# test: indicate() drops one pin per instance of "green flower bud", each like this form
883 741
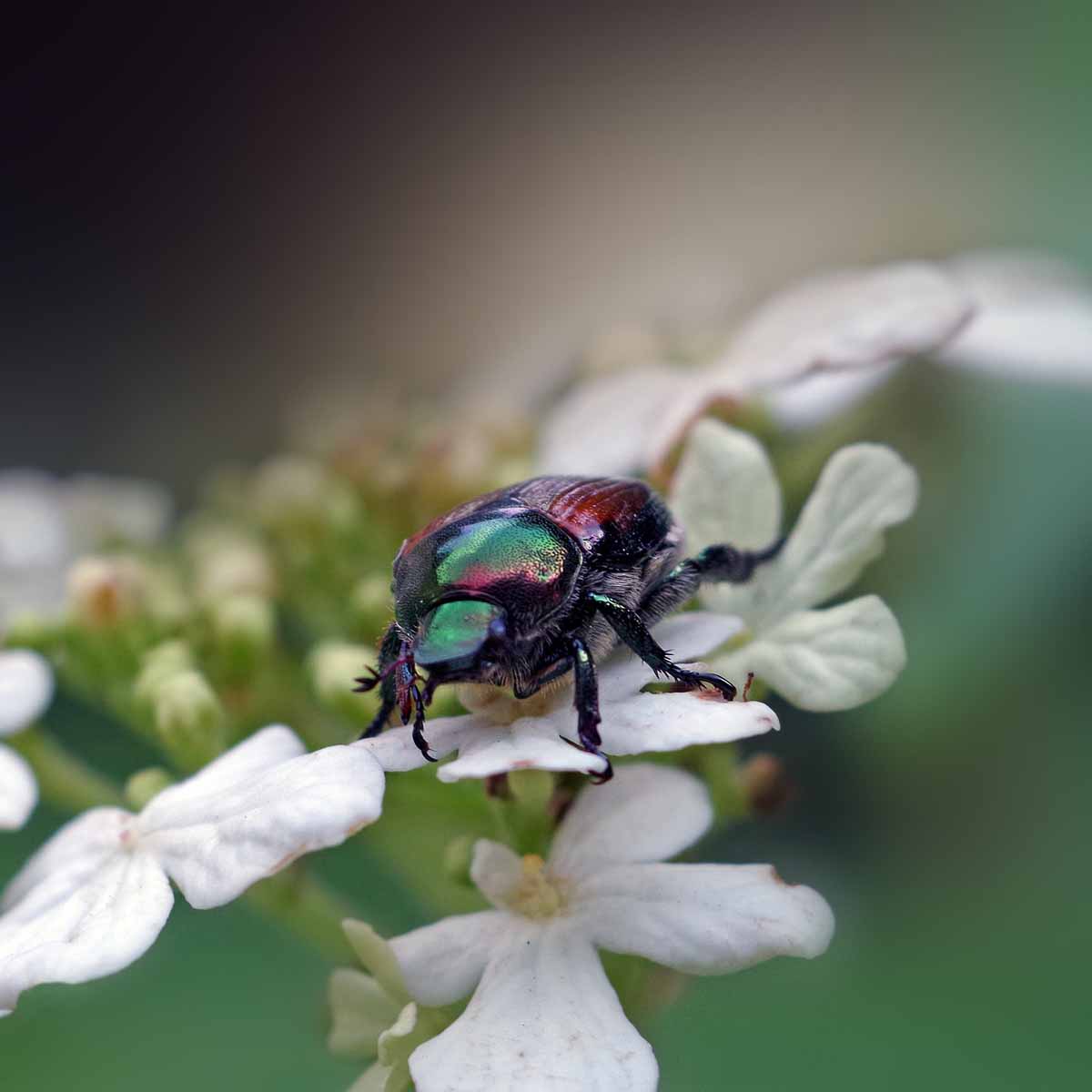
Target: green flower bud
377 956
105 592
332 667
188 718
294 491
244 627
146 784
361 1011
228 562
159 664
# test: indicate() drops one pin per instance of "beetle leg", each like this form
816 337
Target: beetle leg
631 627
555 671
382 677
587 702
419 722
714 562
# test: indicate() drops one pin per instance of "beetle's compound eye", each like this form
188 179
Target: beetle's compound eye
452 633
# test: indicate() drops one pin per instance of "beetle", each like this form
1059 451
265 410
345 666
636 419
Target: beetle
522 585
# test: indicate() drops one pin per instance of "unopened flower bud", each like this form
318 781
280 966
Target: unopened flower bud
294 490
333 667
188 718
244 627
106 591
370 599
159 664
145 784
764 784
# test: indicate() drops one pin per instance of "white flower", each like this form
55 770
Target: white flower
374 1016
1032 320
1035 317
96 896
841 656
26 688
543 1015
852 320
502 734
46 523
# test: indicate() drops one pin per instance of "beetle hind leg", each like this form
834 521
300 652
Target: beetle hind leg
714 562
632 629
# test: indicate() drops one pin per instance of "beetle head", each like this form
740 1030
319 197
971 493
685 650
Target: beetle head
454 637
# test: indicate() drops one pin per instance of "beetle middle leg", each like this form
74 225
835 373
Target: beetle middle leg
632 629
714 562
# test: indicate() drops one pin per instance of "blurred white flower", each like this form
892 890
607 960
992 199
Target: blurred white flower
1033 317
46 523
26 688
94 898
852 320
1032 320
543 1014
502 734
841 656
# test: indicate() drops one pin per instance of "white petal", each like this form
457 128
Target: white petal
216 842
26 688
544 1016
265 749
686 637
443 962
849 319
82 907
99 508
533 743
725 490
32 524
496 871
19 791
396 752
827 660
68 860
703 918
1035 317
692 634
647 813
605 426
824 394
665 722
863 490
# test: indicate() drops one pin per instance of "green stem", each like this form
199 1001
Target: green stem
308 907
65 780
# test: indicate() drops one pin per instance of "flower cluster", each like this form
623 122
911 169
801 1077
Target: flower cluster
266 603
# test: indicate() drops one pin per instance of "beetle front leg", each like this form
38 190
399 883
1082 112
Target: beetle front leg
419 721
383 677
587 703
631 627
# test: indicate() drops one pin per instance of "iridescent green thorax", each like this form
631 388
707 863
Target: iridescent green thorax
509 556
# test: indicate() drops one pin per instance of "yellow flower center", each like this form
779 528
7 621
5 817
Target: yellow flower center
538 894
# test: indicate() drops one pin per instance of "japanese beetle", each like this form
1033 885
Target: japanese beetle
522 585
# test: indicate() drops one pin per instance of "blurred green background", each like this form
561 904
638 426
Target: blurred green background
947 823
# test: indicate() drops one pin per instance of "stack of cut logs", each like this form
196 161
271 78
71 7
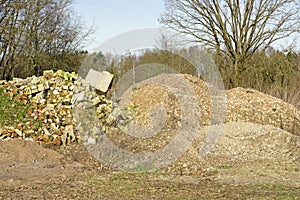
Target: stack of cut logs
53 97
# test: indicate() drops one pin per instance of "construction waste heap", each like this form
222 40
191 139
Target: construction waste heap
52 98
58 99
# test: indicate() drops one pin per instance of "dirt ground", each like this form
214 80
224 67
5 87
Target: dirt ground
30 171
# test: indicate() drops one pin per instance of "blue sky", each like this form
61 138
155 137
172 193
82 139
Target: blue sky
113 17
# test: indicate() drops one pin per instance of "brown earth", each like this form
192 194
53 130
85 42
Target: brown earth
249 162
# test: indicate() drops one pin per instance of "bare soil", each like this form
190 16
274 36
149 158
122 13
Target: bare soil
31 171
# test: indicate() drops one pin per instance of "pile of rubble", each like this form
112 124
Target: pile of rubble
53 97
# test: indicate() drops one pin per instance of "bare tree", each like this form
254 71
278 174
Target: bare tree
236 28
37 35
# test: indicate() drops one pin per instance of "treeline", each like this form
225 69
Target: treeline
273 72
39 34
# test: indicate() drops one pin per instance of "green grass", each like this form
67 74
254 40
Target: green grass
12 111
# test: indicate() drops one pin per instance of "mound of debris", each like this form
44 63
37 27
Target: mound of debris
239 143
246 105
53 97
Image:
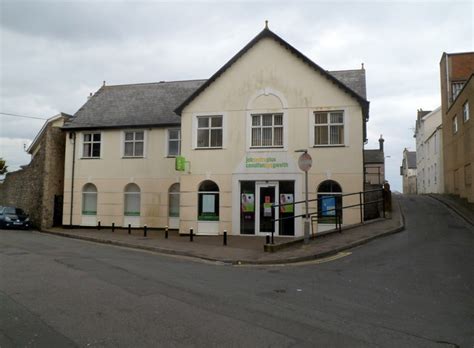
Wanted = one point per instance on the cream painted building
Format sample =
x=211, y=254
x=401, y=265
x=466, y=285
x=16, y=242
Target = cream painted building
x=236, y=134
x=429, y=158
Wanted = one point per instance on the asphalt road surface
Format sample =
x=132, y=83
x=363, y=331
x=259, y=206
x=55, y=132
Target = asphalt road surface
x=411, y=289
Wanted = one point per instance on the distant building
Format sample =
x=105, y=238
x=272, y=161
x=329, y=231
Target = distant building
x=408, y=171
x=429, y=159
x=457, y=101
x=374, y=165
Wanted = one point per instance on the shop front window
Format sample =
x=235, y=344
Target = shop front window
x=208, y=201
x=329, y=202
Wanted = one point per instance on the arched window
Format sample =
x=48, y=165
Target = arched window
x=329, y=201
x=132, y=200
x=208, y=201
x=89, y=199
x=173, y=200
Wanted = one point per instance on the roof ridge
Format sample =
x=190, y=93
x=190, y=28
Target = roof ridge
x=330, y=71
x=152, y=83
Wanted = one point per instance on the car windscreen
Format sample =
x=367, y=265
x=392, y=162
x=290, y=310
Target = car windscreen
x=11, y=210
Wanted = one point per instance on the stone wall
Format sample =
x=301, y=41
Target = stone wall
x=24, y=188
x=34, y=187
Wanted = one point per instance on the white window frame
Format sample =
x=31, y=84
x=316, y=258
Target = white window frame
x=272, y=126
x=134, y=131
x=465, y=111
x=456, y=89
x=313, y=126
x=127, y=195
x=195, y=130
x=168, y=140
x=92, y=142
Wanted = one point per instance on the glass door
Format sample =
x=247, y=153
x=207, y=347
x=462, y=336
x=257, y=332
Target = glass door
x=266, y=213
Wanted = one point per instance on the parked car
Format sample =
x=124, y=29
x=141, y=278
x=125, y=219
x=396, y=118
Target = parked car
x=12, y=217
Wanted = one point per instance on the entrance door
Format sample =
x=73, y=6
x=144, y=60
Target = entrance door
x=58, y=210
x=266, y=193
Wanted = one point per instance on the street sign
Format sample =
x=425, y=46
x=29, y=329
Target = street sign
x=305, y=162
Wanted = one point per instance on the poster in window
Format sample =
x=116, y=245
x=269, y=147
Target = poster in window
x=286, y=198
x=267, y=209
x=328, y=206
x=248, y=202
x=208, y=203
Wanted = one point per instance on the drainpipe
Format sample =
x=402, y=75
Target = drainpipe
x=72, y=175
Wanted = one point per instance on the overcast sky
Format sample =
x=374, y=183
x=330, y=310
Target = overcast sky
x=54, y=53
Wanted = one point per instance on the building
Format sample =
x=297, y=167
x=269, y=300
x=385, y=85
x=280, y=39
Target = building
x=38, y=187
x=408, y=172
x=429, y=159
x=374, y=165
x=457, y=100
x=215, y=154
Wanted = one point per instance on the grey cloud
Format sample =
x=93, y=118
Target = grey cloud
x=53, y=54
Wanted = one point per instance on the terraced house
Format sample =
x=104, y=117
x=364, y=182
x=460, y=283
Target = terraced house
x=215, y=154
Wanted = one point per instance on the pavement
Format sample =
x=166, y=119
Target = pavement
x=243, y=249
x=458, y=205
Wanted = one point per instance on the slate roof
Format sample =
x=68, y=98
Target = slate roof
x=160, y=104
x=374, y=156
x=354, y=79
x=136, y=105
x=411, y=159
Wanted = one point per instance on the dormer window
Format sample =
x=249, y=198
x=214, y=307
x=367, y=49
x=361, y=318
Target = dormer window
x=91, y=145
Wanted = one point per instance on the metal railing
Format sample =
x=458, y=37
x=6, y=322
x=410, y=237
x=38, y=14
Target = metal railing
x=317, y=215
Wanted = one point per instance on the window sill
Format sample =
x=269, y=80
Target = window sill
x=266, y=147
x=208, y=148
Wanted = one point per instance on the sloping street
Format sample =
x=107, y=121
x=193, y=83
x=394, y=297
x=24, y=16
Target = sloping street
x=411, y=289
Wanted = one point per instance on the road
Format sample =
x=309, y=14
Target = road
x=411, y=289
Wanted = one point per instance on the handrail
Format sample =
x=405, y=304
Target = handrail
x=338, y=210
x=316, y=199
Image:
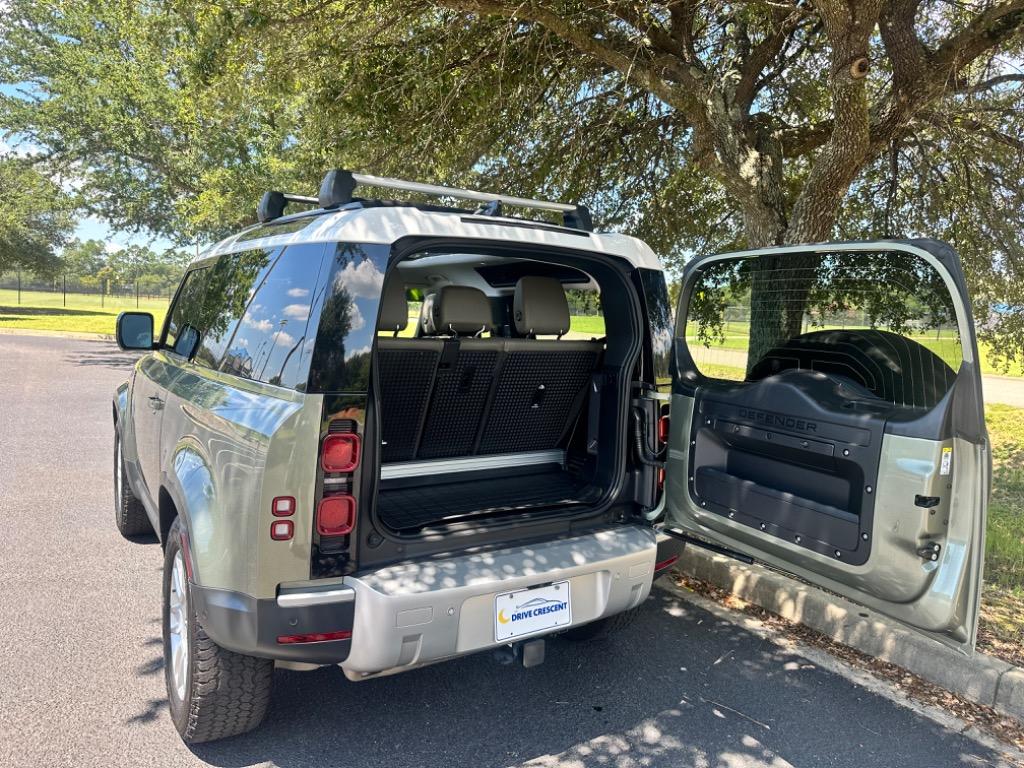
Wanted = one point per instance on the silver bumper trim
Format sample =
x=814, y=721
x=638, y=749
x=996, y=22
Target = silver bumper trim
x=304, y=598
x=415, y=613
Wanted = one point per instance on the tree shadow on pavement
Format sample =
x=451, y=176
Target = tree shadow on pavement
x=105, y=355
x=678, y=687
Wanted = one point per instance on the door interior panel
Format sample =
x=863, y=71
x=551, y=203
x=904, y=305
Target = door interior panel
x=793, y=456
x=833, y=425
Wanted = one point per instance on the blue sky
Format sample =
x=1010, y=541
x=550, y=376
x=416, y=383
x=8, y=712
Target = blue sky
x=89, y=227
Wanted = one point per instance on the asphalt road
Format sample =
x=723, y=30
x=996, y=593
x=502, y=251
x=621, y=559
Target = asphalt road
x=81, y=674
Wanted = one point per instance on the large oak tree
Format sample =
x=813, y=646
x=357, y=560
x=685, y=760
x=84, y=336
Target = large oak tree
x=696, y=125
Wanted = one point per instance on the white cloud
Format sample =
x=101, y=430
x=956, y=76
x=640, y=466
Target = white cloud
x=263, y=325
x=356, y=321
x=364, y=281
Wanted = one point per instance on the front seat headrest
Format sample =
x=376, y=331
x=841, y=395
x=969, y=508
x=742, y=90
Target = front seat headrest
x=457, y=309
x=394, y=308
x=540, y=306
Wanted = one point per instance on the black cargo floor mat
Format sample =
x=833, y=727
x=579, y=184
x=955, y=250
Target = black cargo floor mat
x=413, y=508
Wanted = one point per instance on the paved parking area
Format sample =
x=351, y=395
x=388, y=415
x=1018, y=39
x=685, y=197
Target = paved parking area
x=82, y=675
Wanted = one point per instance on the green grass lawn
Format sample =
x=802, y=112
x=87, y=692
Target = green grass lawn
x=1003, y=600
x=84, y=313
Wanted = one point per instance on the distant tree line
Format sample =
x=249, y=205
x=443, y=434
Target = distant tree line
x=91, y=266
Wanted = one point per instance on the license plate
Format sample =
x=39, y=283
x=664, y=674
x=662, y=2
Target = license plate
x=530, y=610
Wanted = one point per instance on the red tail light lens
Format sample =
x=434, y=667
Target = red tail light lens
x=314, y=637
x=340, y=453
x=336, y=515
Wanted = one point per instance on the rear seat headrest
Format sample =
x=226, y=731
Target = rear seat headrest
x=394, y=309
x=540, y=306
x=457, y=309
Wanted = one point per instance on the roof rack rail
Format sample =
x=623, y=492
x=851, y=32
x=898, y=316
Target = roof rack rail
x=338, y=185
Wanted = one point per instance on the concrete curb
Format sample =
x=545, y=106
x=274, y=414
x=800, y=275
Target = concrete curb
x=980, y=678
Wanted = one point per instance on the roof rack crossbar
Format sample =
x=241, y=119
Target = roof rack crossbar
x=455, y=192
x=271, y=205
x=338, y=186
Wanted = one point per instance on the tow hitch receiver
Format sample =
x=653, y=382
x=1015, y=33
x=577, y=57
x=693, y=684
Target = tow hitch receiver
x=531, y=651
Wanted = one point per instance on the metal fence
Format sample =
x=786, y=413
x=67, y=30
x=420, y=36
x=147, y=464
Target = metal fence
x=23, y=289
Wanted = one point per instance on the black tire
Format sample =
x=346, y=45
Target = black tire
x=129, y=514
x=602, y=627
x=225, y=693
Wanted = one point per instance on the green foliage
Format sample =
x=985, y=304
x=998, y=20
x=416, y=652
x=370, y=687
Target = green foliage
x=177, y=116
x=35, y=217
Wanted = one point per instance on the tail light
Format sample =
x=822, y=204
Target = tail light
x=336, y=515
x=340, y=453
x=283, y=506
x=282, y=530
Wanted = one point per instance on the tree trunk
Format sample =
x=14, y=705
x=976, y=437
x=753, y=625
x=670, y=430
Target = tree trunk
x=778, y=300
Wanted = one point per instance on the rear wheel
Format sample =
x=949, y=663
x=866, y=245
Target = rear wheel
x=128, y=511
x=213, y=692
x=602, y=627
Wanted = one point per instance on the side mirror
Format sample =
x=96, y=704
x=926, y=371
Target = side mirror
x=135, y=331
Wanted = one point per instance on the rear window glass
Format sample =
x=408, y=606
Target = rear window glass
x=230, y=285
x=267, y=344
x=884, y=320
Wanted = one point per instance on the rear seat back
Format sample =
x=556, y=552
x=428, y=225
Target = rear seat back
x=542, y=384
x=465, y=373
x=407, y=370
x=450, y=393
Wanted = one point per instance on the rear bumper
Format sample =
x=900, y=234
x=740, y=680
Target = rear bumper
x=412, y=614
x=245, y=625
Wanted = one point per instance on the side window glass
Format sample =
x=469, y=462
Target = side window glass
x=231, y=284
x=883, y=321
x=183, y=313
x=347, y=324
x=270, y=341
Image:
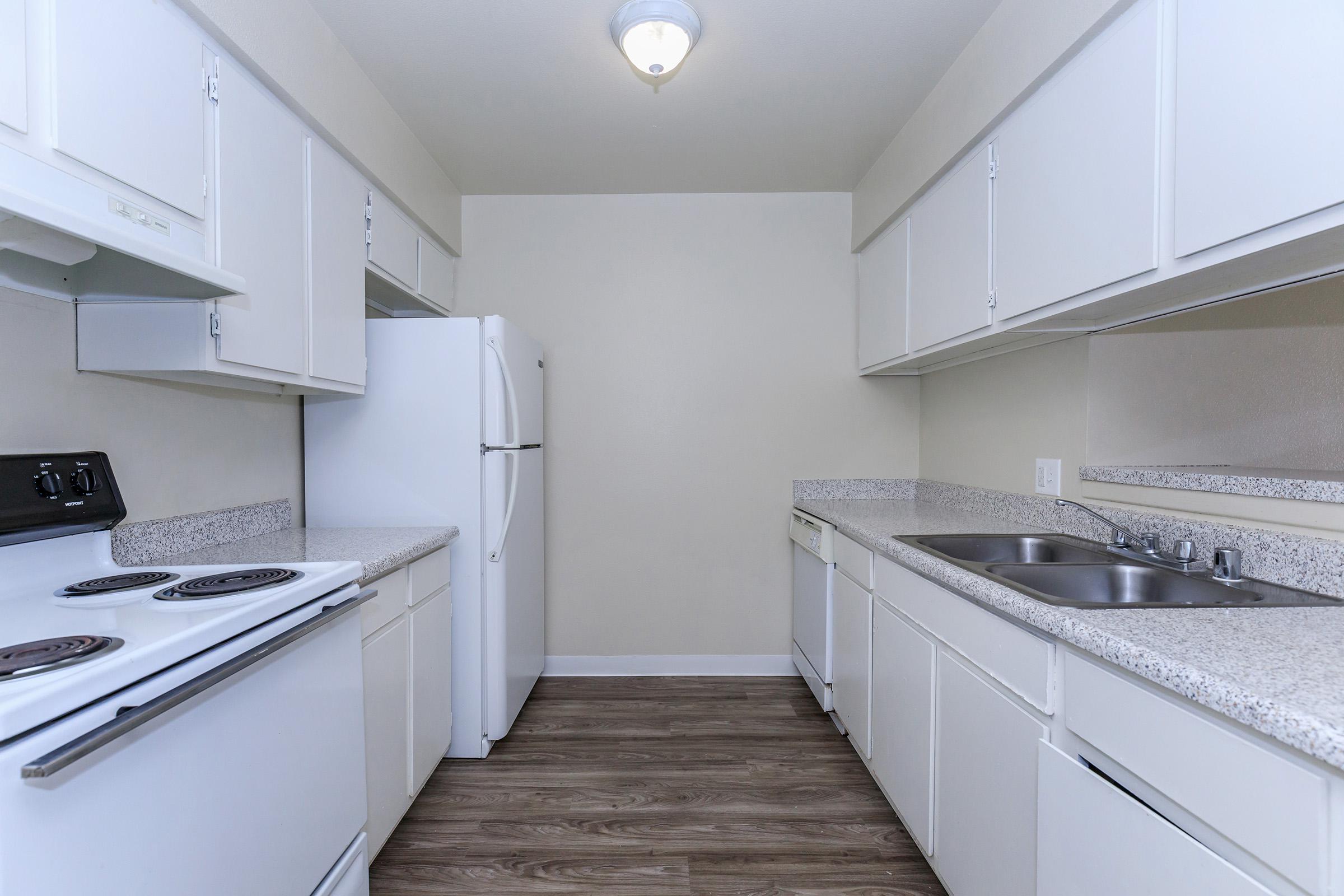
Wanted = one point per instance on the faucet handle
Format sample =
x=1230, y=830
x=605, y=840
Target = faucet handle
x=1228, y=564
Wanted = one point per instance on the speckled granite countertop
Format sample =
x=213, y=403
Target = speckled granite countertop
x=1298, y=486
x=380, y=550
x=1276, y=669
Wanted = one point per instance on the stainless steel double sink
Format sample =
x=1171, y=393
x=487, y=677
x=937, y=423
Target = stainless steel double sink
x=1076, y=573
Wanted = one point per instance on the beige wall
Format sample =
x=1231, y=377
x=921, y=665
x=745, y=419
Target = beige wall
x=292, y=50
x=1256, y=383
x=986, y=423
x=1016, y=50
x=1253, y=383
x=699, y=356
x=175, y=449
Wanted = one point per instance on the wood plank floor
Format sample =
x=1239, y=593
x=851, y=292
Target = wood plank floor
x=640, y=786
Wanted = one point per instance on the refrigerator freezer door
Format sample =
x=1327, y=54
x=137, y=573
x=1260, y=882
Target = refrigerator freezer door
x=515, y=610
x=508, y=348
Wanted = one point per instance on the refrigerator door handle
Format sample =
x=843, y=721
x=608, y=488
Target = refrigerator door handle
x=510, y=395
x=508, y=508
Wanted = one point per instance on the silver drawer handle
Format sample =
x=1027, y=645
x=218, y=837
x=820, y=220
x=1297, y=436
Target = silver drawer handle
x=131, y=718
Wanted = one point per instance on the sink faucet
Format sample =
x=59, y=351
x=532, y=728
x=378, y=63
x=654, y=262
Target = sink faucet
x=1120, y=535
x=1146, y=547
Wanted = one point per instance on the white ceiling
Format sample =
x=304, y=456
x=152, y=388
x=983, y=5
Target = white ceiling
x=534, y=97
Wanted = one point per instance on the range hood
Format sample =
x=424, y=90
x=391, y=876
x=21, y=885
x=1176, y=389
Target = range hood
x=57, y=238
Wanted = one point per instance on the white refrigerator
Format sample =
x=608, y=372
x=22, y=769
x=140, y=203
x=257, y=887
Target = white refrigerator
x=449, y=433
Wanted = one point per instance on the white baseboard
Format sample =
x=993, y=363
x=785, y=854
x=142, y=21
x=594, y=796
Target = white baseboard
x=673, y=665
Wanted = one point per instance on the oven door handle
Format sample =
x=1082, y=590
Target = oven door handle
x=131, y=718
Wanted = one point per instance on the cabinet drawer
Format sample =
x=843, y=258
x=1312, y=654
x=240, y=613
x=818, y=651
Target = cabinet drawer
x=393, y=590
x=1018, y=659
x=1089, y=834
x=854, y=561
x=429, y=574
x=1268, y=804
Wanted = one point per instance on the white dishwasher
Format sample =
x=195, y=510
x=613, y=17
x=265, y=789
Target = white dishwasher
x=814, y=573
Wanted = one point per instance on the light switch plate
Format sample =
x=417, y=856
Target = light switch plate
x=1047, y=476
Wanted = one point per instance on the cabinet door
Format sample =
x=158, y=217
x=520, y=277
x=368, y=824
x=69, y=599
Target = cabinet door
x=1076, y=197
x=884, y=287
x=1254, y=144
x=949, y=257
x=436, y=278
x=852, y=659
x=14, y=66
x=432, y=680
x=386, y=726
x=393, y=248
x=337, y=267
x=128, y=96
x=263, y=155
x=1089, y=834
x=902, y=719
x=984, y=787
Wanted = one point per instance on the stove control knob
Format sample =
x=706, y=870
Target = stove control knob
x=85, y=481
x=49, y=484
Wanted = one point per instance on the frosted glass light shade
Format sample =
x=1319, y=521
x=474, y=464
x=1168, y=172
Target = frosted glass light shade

___

**Exercise objective:** Count every line of the listing that includes the word "shade", then give that count and no other words.

**Task answer:** 2